● **DOCUMENT SEGMENT**:
Recently, I've returned to do more research on family  I know arrived in this country in the early 1600's and were among the inhabitants of Jamestown.  Col. Thomas Pettus, born in Norwich, England in 1598, came to Virginia as the commander of 40 soldiers, brought over to help the colonists fight the natives.  He was from a very prominent family in England and would have likely had a fairly comfortable life there, but he made the decision to stay in Virginia and help establish the new colony.  He became a prominent member of the Jamestown community in the 1640's - a large landowner and vestryman of a local parish.  He has a land grant documented in 1643 for 886 acres, in part by marriage to Elizabeth Durant, widow of Richard Durant, who originally patented it in 1636.  He also purchased land called "little town," whose owner had died. 

Thomas's first marriage is not well-documented; he may have married Elizabeth Durant in England or in Virginia.  There are several children listed for him that were born prior to his second marriage.  In 1645 he married "Elizabeth Mourning," aka Ka-Okee Patamwomeck, purported daughter of Pocohantas and her first marriage to Kacoum!  We don't just have any old Indian Princess, we have Pocahontas!

I admit that most of my knowledge of Pocahontas and Kocoum comes from the Disney movie, and I was unaware of any marriage she made prior to the one with John Rolfe.   The National Park Service's Historic Jamestown biography of Pocahontas says she married Kocoum in 1610 when she was 15.  Ka-Okee was supposedly born about 1615, but Pocahontas had been kidnapped in1613 and married John Rolfe in 1614, so that birthdate could not be correct if she was the daughter of Pocahontas and Kocoum.  In fact, Pocahontas gave birth to Rolfe's son, Thomas, in 1615.  The NPS biography says that the couple had a son after moving to his home village following their marriage.  Kocoum is said to have died during her kidnapping, but their son was spared because he was with another woman in the village. 

The Potowomecks today believe that Pocahontas and Kocoum did have a daughter named Ka-Okee, who was raised by the tribe after her father's death and mother's abduction.  Encyclopedia Virginia states that she married Kocoum in 1610, but there are no records of children from this marriage.

Whether or not Ka-Okee was the daughter of Pocahontas and Kocoum, or whether or not she is actually "Elizabeth Mourning," wife of Thomas Pettus, is still not clear to me.  I'll have to do some further investigating before I can really claim to be a descendant of Pocahontas, but it's a fun story to tell.  Who knows?

● **REQUIRED WORK**:
Reproduce the portion of the genealogy passage that opens with the words "Thomas's first marriage" and closes with "we have Pocahontas!", changing "second marriage" to "later marriage".

Dataset records:
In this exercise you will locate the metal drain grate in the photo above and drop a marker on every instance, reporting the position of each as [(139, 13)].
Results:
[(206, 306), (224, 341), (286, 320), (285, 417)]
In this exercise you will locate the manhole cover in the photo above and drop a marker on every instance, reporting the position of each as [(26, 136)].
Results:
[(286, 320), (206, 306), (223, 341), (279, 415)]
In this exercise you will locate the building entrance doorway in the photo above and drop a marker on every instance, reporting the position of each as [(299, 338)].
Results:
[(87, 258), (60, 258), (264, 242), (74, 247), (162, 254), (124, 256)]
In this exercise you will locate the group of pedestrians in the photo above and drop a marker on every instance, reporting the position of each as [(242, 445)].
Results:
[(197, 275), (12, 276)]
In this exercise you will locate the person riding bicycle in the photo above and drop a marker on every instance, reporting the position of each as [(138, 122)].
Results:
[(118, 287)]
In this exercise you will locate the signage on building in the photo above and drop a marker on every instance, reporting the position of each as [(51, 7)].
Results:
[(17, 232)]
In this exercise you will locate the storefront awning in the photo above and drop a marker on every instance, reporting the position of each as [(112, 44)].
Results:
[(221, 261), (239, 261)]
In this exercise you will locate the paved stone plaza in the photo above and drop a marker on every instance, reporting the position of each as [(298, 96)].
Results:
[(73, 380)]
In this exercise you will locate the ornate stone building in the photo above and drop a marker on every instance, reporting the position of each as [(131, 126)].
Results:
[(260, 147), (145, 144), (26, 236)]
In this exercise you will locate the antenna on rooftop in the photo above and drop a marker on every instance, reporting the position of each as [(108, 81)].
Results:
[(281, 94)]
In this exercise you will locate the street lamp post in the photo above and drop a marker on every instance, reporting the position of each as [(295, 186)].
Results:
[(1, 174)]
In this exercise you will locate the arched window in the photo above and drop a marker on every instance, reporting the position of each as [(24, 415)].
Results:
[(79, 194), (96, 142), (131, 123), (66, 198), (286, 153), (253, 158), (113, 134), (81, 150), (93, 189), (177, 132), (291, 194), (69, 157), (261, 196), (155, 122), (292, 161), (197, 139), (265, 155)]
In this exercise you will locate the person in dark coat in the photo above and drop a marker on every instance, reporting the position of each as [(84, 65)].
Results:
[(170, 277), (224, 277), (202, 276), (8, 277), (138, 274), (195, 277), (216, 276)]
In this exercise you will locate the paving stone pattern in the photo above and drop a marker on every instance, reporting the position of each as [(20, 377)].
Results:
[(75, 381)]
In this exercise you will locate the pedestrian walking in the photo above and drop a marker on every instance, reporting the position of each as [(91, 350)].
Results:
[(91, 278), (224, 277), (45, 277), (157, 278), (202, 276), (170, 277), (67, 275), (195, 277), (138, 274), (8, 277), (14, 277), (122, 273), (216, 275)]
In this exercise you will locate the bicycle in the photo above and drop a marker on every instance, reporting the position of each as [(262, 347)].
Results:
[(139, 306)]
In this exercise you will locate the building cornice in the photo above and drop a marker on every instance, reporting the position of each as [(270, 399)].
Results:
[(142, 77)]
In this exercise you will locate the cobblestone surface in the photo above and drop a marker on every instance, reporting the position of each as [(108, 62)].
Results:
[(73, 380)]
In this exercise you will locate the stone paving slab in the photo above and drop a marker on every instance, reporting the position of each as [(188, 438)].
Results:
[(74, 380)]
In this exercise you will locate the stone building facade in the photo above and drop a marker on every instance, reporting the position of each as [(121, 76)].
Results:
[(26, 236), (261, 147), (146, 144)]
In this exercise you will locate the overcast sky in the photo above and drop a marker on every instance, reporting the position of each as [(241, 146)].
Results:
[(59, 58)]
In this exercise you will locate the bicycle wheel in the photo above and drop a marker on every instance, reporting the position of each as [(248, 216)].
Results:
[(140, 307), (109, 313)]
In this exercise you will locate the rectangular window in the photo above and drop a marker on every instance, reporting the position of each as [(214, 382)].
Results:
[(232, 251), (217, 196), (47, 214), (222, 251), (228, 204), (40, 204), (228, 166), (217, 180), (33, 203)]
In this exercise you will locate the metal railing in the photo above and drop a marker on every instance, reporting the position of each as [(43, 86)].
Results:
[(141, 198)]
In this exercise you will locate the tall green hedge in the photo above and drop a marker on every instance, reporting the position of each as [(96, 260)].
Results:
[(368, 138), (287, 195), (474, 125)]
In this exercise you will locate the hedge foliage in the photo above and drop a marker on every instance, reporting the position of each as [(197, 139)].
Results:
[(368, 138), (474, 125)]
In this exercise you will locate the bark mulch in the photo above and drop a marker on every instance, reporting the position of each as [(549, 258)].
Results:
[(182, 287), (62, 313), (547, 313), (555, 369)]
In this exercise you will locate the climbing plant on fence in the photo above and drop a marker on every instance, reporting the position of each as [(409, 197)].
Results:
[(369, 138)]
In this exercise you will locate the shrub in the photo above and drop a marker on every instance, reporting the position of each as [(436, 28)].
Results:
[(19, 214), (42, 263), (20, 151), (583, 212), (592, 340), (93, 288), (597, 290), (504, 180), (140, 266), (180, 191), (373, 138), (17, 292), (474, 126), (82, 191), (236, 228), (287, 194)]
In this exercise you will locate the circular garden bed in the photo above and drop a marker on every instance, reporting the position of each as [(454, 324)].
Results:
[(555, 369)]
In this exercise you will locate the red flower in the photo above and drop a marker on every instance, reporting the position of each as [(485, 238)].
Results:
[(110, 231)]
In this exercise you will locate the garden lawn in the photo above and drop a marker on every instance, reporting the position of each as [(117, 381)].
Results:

● **RESPONSE FOR THIS EXERCISE**:
Thomas's first marriage is not well-documented; he may have married Elizabeth Durant in England or in Virginia.  There are several children listed for him that were born prior to his later marriage.  In 1645 he married "Elizabeth Mourning," aka Ka-Okee Patamwomeck, purported daughter of Pocohantas and her first marriage to Kacoum!  We don't just have any old Indian Princess, we have Pocahontas!